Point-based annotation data
——————————
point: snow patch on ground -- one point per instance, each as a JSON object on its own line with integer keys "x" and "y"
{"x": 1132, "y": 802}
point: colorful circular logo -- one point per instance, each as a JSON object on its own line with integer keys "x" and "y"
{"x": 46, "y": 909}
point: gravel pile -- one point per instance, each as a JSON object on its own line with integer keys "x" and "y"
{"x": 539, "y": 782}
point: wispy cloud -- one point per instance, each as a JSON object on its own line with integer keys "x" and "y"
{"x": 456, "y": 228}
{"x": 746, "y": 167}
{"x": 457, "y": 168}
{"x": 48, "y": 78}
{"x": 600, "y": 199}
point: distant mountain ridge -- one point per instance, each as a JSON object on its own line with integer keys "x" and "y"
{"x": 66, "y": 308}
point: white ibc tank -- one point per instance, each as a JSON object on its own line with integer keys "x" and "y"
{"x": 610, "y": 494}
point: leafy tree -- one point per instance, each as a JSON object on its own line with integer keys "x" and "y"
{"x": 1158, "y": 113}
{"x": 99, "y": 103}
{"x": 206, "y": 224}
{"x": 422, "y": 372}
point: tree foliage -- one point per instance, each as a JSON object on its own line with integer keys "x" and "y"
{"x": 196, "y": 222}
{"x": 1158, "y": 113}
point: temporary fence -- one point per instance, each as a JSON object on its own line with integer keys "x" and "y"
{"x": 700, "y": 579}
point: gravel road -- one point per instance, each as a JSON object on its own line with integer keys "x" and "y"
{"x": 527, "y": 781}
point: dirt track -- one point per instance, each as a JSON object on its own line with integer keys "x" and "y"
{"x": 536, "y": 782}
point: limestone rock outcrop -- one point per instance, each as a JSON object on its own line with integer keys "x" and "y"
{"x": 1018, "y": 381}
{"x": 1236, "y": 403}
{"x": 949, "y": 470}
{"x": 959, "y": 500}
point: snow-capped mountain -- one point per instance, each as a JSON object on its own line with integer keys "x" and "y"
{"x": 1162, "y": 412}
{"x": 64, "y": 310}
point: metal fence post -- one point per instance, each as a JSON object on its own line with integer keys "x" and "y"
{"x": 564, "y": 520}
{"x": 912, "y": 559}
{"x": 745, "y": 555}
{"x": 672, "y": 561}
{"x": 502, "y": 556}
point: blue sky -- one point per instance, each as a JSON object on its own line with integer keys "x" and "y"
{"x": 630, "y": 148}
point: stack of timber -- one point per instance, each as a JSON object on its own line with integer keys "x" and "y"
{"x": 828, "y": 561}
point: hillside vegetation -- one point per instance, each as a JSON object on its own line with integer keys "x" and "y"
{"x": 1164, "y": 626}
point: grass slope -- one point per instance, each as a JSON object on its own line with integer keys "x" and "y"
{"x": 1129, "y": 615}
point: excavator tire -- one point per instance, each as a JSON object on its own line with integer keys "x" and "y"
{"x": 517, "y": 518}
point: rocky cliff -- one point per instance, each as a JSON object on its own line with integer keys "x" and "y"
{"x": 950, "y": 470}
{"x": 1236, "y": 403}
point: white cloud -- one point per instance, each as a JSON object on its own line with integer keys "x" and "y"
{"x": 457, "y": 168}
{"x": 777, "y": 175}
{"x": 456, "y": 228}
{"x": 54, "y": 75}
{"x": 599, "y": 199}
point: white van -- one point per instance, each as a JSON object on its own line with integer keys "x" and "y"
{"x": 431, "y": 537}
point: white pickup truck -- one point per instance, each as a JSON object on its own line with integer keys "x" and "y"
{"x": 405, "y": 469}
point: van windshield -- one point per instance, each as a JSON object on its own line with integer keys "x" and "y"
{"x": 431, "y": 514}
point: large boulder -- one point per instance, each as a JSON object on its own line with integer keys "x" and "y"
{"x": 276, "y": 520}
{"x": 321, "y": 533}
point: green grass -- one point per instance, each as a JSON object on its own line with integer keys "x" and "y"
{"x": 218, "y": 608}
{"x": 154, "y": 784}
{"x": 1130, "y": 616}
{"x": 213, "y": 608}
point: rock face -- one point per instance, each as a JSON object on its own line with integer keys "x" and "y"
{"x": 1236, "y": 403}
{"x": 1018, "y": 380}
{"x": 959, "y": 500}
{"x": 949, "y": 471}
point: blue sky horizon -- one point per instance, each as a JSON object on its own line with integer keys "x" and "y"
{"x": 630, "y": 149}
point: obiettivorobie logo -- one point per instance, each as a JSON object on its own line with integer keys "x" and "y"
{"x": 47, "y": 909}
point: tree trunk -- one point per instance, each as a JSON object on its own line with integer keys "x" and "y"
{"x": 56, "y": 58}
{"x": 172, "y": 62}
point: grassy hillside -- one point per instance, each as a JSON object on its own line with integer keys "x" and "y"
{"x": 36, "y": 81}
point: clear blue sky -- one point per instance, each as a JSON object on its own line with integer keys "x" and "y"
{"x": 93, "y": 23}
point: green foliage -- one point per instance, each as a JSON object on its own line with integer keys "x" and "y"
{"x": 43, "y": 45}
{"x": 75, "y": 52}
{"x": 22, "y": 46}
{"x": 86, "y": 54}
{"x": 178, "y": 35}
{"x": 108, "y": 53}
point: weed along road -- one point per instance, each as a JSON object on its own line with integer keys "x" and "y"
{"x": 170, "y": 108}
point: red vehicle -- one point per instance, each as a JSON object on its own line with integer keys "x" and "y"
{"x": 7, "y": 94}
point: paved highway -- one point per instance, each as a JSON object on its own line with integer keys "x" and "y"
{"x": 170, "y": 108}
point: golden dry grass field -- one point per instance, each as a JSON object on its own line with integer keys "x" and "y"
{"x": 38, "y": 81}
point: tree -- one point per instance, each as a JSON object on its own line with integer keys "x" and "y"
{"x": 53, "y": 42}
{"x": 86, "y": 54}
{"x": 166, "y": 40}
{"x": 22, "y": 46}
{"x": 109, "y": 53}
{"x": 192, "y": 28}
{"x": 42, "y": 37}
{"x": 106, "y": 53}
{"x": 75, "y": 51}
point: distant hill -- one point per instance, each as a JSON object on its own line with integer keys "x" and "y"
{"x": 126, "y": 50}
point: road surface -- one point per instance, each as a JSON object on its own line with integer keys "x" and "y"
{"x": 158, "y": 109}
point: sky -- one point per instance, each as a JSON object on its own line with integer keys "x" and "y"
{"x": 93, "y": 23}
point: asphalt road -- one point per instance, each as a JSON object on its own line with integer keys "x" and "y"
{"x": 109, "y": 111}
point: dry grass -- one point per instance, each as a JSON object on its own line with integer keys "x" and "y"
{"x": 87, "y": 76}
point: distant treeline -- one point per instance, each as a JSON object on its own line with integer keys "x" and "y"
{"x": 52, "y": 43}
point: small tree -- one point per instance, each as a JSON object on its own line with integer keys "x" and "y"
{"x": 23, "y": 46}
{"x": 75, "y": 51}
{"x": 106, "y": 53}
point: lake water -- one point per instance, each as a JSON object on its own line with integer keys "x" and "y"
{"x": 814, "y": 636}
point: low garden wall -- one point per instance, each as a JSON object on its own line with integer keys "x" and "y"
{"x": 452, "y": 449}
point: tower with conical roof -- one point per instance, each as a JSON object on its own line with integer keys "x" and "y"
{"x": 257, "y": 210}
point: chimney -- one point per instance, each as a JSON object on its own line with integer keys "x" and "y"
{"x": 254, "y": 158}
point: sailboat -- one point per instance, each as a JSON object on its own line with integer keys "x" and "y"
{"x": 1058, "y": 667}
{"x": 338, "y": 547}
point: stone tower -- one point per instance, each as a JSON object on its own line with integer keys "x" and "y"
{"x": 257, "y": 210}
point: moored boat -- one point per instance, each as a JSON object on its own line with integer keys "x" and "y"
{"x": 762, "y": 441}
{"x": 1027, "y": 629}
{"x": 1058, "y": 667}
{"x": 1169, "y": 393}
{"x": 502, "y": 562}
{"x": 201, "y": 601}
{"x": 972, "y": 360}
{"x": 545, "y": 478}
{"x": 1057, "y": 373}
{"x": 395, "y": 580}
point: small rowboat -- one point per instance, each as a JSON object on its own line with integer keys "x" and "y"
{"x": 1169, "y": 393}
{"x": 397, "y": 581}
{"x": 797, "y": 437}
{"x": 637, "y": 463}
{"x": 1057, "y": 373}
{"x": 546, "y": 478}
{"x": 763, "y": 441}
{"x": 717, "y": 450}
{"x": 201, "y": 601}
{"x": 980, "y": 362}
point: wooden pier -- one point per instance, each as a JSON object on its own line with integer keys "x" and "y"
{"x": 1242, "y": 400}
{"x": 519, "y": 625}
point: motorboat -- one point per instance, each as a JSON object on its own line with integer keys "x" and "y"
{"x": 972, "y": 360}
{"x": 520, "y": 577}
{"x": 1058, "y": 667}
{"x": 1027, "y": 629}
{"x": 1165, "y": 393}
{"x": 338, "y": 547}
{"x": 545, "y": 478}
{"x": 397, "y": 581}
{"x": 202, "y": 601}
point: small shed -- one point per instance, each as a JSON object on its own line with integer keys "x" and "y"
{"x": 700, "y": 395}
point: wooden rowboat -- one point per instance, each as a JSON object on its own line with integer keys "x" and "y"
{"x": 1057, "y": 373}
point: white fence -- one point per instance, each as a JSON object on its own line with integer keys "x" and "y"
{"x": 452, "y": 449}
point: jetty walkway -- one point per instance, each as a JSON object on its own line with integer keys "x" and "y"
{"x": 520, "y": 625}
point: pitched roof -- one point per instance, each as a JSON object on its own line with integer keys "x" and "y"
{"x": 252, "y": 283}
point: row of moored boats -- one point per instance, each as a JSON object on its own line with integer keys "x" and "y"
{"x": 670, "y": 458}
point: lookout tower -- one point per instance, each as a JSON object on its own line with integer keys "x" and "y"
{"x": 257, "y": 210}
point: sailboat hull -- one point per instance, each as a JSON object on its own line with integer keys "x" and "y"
——————————
Output only the lines from the one holding "point: wooden pier" through the last line above, exactly as they appear.

Answer to this problem |
point: wooden pier -- one point per instance, each as a JSON object on its own line with integer keys "x" and "y"
{"x": 1242, "y": 400}
{"x": 519, "y": 625}
point: motorboat -- one point per instance, each as a JSON object on its own line with integer keys "x" and "y"
{"x": 972, "y": 360}
{"x": 520, "y": 577}
{"x": 1058, "y": 667}
{"x": 1027, "y": 629}
{"x": 1165, "y": 393}
{"x": 338, "y": 547}
{"x": 545, "y": 478}
{"x": 397, "y": 581}
{"x": 202, "y": 601}
point: small shed -- one point per instance, each as a JSON object on its own line with integer keys "x" and "y"
{"x": 700, "y": 395}
point: wooden rowboat -- one point per instance, each as a JSON object on its own line with integer keys "x" and "y"
{"x": 1057, "y": 373}
point: white fence -- one point per instance, each as a JSON object on its own line with integer keys "x" and "y"
{"x": 452, "y": 449}
point: jetty walkway -- one point per instance, each as a JSON object on its own line with integer keys "x" and "y"
{"x": 520, "y": 625}
point: pitched roof -- one point per instance, each as a JSON object on its own line with integer keys "x" and "y"
{"x": 252, "y": 283}
point: row of moored boats -- one point per instance, each as a JSON object on its own line with integer keys "x" and "y"
{"x": 670, "y": 458}
point: lookout tower -- one point per instance, each as a JSON object on its own line with integer keys "x" and "y"
{"x": 257, "y": 210}
point: sailboat hull -- one point per instance, each as a JSON object on its own line with integer keys "x" and "y"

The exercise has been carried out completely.